Find every line in the data below that contains the word "white", with case counting, and copy each of those lines out whole.

Entries —
--- begin ---

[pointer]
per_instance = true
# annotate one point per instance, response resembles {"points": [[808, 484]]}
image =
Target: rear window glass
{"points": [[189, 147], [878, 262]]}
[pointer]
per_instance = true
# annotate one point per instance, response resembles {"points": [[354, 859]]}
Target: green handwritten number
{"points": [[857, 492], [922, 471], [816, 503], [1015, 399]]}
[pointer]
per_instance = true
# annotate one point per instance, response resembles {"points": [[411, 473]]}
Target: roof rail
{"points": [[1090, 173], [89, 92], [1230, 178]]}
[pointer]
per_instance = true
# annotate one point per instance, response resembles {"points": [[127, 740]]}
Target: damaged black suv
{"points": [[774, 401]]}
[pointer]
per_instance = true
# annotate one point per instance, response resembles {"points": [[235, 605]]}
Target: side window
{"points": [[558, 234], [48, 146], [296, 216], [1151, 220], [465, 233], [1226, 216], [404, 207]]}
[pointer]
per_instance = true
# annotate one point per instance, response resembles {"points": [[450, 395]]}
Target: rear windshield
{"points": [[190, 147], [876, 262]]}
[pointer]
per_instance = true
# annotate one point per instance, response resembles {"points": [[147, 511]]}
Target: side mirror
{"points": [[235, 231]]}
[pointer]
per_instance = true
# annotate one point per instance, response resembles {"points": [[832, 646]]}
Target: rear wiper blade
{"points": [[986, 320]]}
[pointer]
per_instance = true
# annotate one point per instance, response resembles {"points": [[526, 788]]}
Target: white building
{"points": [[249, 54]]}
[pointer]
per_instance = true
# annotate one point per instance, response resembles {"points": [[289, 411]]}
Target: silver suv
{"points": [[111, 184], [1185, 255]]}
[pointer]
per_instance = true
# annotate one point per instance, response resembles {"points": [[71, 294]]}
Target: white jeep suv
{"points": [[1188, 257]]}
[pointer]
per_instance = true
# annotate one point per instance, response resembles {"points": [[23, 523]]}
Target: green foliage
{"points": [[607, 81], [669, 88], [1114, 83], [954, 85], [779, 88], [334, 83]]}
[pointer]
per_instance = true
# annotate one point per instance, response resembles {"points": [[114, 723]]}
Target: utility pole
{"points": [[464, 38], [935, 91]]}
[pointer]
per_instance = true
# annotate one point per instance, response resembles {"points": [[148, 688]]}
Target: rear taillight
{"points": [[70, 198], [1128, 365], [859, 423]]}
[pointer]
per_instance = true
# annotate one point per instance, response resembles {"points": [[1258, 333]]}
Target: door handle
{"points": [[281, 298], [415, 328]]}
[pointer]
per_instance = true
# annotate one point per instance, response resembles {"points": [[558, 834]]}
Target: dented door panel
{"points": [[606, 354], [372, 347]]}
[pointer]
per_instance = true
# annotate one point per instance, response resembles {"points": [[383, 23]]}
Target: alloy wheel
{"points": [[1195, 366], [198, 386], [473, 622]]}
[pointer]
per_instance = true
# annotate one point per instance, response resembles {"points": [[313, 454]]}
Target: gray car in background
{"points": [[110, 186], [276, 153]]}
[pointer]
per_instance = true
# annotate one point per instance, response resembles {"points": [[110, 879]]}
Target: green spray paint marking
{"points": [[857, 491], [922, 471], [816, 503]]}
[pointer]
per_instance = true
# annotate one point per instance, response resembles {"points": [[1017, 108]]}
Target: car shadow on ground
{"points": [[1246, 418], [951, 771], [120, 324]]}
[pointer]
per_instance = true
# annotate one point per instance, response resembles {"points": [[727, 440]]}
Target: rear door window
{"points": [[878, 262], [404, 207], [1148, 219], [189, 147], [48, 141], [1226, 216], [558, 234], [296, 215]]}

--- end ---

Response to this task —
Target: white building
Target: white jeep suv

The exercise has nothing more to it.